(Task 1): Reproduce the youth hockey article word for word, between "April 25, 2024" and "more elite players.", inclusive.
(Task 2): Decide whether each statement agrees with the youth hockey article, answering yes or no and quoting the article's deciding words: (a) Mike Matteucci played professional hockey for nine years. (b) Under ADM, the youngest players play their games on a full ice rink. (c) Dallas Drake coaches in the league.

(Document excerpt):
* * * * * * * * *
April 25, 2024

Fun on Ice

Dec. 4, 2015
League Hopes To Keep More Players By Making Hockey Fun

Reforms in Traverse City’s youth hockey league over the past few years are based on a counter-intuitive premise: If you make the sport more fun for kids, the league will produce more elite players.

The USA Hockey American Development Model (ADM) has been implemented in an effort to reverse the trend of fewer kids playing hockey each year. Despite being greeted warily by some parents, after five years, ADM seems to be paying off for the Grand Traverse Hockey Association (GTHA).

“To become an elite athlete is really hard; it’s mentally hard, it’s physically hard, and so you have to have perseverance. And, to have that, you have to have passion,” said Jason Gollan, GTHA growth coordinator. “So, for the first four or five years with these kids, we focus almost exclusively on fun, so that they want to come back — so that they tell Mom and Dad, ‘I want to go back to hockey. It’s so much fun.’”

PUT MORE KIDS ON THE ICE

While ADM touches all ages in the league, the youngest players — 5- or 6-yearold Mites who may be on skates for the first time — see the biggest change. Gollan said a lot of it comes down to the size of the game: Instead of playing on a full ice rink, younger kids now play cross-ice games in closer quarters.

“They get way more puck touches,” said Mike Matteucci, coach of a Traverse City Bantam A team that plays in the Little Caesars Amateur Hockey League Yzerman Division, which means his players are among the best 13-year-olds in the state. “It’s just better for their development.”

Matteucci, who played on the 1994 Lake Superior State University college national championship team and played professional hockey for nine years, said players develop skills when confined to small spaces that they wouldn’t otherwise.

Former Detroit Red Wing Dallas Drake, a hockey parent who coaches in the league, agreed that smaller rinks are better for small players.

“It puts them in an environment that allows them to succeed,” Drake said.
* * * * * * * * *
(Collected data):
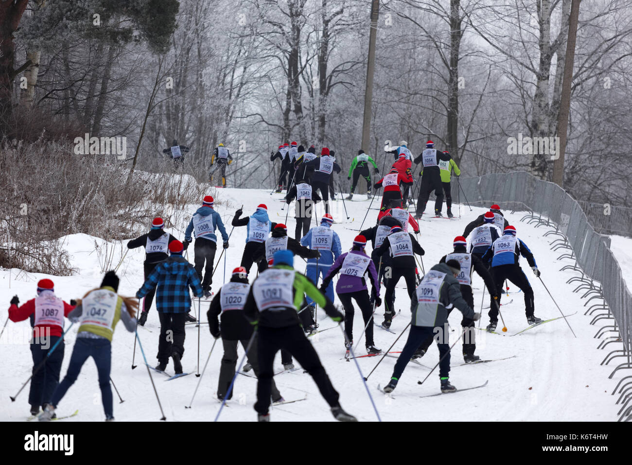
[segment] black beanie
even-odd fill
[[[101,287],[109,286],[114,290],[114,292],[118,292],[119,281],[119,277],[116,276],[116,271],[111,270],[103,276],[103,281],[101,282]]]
* * * * * * * * *
(Correct output 1):
April 25, 2024

Fun on Ice

Dec. 4, 2015
League Hopes To Keep More Players By Making Hockey Fun

Reforms in Traverse City’s youth hockey league over the past few years are based on a counter-intuitive premise: If you make the sport more fun for kids, the league will produce more elite players.

(Correct output 2):
(a) Yes: "played professional hockey for nine years"
(b) No: "Instead of playing on a full ice rink, younger kids now play cross-ice games in closer quarters."
(c) Yes: "a hockey parent who coaches in the league"